- _RECORD EXCERPTS_:
▬▬▬

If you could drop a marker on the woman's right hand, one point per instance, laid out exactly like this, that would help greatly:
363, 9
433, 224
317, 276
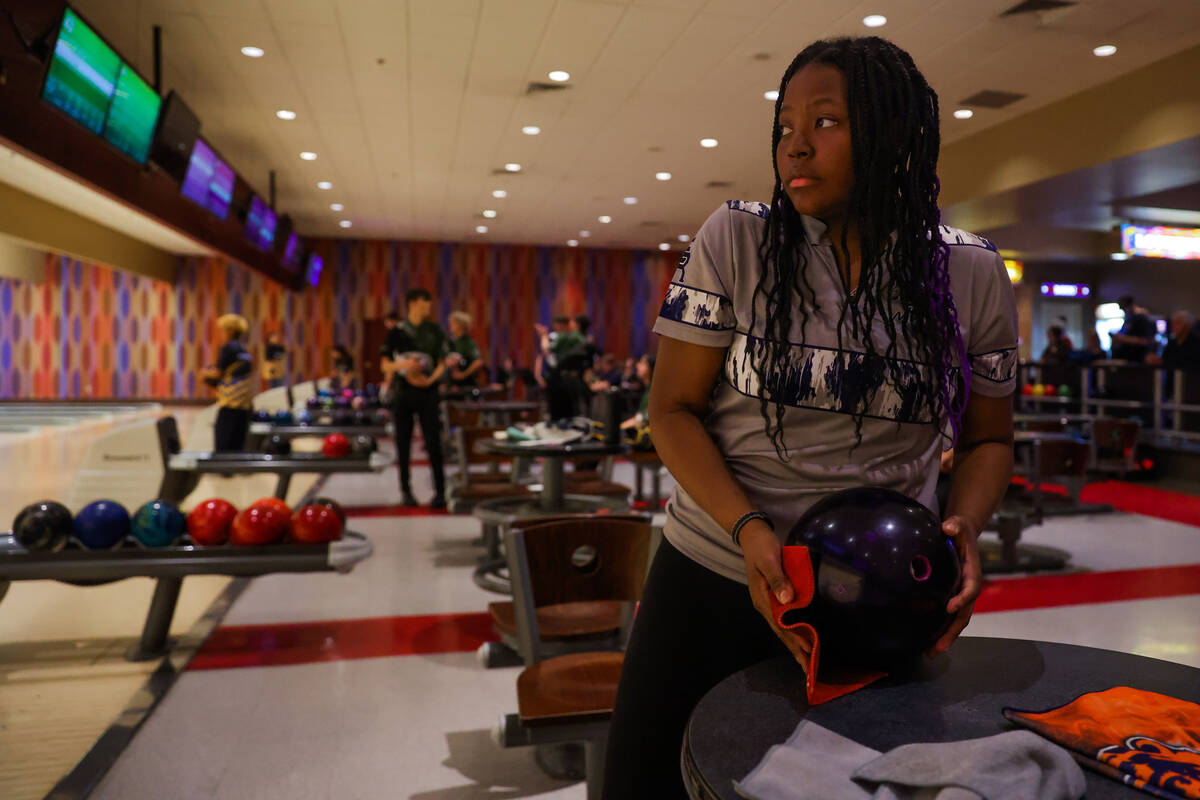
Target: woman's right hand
765, 576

▬▬▬

- _EXERCISE INSTRUCTIONS_:
Reproduce the listing above, replacing each "right hand" with "left hand" and changing nothing else. Omit the pictures.

- _OUTPUT FOR THIS TASK_:
If you could drop a marker on the woman's left hand, one point per instance, laid out exactly like this, that would help greatly:
363, 9
433, 224
317, 276
Target: woman's left hand
765, 576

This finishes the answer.